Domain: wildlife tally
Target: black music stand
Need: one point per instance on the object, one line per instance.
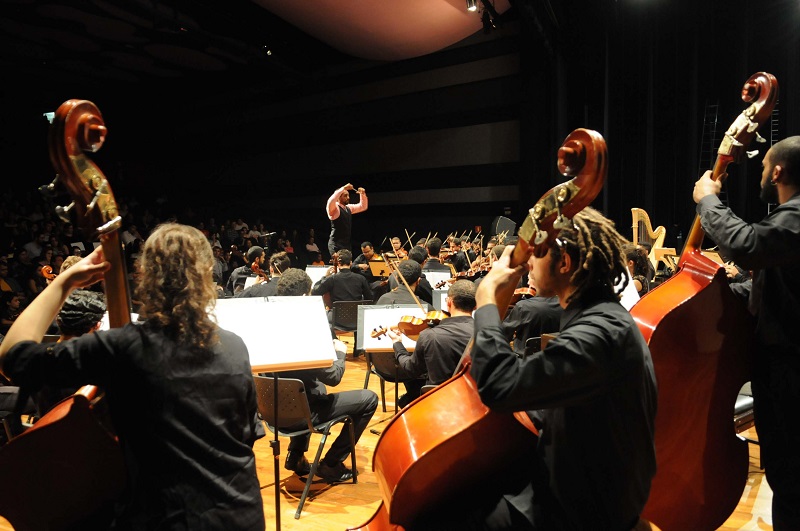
(379, 268)
(305, 315)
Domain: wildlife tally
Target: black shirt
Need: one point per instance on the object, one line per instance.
(531, 318)
(596, 389)
(238, 278)
(264, 289)
(437, 351)
(423, 291)
(343, 286)
(399, 295)
(771, 248)
(341, 228)
(186, 421)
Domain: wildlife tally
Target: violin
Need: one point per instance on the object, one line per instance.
(521, 293)
(255, 268)
(412, 326)
(47, 272)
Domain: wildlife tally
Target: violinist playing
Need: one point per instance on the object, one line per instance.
(433, 263)
(771, 248)
(593, 385)
(239, 275)
(531, 317)
(397, 249)
(411, 271)
(424, 290)
(438, 348)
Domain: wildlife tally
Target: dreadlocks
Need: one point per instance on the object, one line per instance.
(595, 245)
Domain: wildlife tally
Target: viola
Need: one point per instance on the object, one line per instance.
(521, 293)
(47, 272)
(447, 441)
(413, 326)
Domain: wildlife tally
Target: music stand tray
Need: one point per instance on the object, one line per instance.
(379, 268)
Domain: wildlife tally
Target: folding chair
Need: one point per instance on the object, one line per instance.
(295, 418)
(345, 318)
(384, 365)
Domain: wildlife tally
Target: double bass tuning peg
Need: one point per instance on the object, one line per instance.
(63, 212)
(49, 190)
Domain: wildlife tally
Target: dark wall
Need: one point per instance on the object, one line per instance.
(448, 141)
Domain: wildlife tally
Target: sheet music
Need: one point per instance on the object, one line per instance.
(281, 333)
(316, 272)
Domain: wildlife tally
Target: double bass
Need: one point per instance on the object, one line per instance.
(68, 458)
(447, 440)
(700, 338)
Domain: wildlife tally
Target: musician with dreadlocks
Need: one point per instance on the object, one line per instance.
(592, 388)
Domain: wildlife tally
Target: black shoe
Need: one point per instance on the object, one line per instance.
(334, 474)
(297, 463)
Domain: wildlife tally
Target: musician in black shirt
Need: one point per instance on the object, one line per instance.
(340, 212)
(438, 348)
(596, 377)
(771, 248)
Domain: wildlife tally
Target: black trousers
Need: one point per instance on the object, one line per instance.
(360, 404)
(776, 405)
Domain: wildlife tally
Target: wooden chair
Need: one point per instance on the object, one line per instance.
(295, 418)
(384, 365)
(344, 319)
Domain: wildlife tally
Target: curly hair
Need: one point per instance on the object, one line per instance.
(176, 287)
(81, 312)
(595, 245)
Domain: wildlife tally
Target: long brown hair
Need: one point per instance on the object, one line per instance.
(176, 288)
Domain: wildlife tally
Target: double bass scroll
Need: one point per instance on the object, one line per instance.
(68, 458)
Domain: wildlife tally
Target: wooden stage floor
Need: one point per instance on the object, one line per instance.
(337, 507)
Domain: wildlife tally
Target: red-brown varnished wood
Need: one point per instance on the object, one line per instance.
(700, 338)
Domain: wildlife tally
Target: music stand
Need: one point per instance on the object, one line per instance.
(246, 318)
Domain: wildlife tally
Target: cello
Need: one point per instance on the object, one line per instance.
(68, 457)
(447, 440)
(700, 339)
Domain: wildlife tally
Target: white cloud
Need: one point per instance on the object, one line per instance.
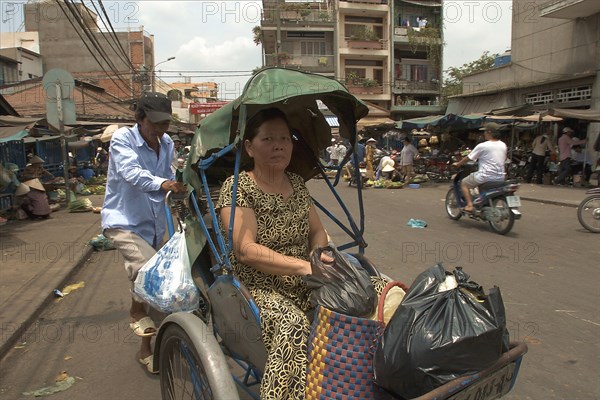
(472, 27)
(217, 35)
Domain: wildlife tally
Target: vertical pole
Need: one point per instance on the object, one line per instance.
(63, 139)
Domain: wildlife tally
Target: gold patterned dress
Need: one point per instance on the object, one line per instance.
(283, 300)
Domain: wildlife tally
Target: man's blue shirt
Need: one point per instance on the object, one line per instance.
(134, 200)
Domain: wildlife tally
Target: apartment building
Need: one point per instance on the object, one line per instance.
(555, 59)
(384, 52)
(70, 38)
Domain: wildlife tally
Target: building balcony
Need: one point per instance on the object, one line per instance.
(416, 87)
(374, 8)
(365, 44)
(298, 17)
(569, 9)
(408, 109)
(384, 2)
(401, 35)
(319, 64)
(361, 91)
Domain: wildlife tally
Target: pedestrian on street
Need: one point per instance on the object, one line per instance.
(541, 145)
(35, 170)
(565, 142)
(370, 150)
(407, 157)
(33, 199)
(336, 151)
(133, 215)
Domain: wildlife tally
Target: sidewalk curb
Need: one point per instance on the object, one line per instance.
(552, 202)
(12, 337)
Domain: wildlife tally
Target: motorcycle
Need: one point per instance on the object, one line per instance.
(588, 212)
(493, 202)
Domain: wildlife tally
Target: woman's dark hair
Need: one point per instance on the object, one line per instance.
(268, 114)
(140, 114)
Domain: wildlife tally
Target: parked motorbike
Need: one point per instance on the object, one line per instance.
(588, 211)
(493, 202)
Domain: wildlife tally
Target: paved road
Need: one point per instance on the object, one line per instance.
(547, 269)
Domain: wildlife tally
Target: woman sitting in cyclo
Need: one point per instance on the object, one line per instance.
(276, 226)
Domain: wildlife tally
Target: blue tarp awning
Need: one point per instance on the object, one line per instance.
(449, 120)
(332, 121)
(14, 136)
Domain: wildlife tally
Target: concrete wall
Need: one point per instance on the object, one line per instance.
(30, 64)
(67, 47)
(543, 50)
(27, 40)
(549, 48)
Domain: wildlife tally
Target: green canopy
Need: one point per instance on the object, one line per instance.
(299, 95)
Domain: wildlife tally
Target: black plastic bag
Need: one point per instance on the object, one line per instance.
(343, 286)
(437, 335)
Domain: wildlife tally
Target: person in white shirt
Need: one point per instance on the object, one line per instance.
(491, 156)
(336, 151)
(407, 156)
(541, 144)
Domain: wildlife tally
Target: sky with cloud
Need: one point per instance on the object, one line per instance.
(212, 40)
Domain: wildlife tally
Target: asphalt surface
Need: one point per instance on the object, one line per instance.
(38, 257)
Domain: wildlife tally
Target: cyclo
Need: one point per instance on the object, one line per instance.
(200, 354)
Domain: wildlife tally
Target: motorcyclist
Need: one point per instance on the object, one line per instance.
(491, 156)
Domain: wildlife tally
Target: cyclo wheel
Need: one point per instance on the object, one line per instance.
(182, 373)
(588, 213)
(452, 208)
(503, 226)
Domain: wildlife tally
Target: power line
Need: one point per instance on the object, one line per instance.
(76, 14)
(119, 53)
(86, 45)
(93, 39)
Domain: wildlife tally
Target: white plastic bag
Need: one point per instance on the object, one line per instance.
(165, 281)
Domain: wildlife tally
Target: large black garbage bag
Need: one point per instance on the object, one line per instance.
(437, 335)
(343, 286)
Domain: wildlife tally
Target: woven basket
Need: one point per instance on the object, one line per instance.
(340, 355)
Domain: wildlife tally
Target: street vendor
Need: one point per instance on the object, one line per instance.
(35, 170)
(33, 199)
(369, 156)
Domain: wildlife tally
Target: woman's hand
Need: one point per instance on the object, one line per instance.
(173, 186)
(326, 258)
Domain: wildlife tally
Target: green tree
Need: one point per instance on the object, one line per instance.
(453, 83)
(257, 35)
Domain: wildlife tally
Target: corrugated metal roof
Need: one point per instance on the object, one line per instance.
(332, 121)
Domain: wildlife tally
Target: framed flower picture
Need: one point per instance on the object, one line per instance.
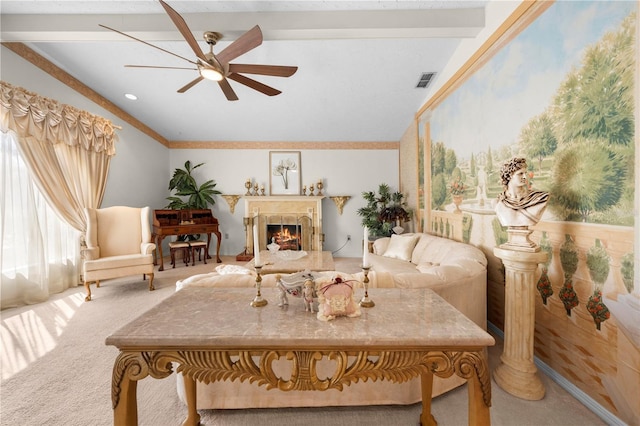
(284, 172)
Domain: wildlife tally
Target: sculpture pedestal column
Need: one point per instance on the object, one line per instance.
(517, 373)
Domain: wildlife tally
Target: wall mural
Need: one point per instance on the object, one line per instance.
(561, 94)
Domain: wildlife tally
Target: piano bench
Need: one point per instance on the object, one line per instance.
(200, 246)
(179, 246)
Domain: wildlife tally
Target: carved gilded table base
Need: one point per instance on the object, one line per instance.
(351, 366)
(213, 334)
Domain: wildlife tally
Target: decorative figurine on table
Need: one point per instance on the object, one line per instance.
(308, 293)
(335, 298)
(282, 292)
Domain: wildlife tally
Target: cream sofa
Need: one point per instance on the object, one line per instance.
(456, 271)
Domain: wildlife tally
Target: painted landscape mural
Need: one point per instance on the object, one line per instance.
(560, 93)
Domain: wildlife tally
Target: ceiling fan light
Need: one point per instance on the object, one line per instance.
(211, 74)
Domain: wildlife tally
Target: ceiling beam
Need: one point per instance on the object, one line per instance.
(448, 23)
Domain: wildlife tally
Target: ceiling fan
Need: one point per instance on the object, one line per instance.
(217, 67)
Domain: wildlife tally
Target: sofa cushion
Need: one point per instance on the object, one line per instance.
(123, 261)
(401, 246)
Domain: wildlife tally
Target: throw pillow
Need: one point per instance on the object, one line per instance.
(426, 266)
(401, 246)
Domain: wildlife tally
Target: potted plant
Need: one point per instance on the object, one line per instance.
(190, 195)
(185, 185)
(384, 211)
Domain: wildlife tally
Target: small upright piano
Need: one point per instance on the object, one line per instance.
(184, 222)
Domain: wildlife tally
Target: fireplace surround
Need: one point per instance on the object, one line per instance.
(291, 219)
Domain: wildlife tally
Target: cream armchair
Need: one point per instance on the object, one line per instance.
(118, 243)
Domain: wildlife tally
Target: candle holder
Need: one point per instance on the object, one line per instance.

(TASK) Write out exactly the final stretch of the listing above, beginning at the line that contains "Target: ceiling beam" and ending at its last line, with nothing added.

(EXERCISE ANSWER)
Target: ceiling beam
Need: one point per instance on the object, one line per instance.
(448, 23)
Domain: wildlife tally
Target: ceiling fan
Need: one point per instance on the object, one line per instance.
(217, 67)
Domain: wildlife tally
Target: sofa cushion
Need: one point per instance on the object, one line per instance.
(123, 261)
(401, 246)
Domain: wildlife tally
Target: throw pillow
Need: one point per instance on the object, one line per instance.
(426, 266)
(401, 246)
Domain: wildlife tally
Target: potted plant
Need: one point per instance on the object, one line per instance.
(190, 195)
(185, 185)
(384, 211)
Domain: wildlife tally
Target: small upright piano
Need: one point per instance on the object, one line per instance.
(184, 222)
Domain: wildlife tally
Target: fireplace surround
Need: one point per instance on the object, one line per instance.
(291, 219)
Domain: wildlife tally
Target: cream armchair
Need: one point per instance on the object, one line per instance.
(118, 243)
Domain: wildlife tally
Target: candle holder
Need: one point per instance on the object, one line per instance.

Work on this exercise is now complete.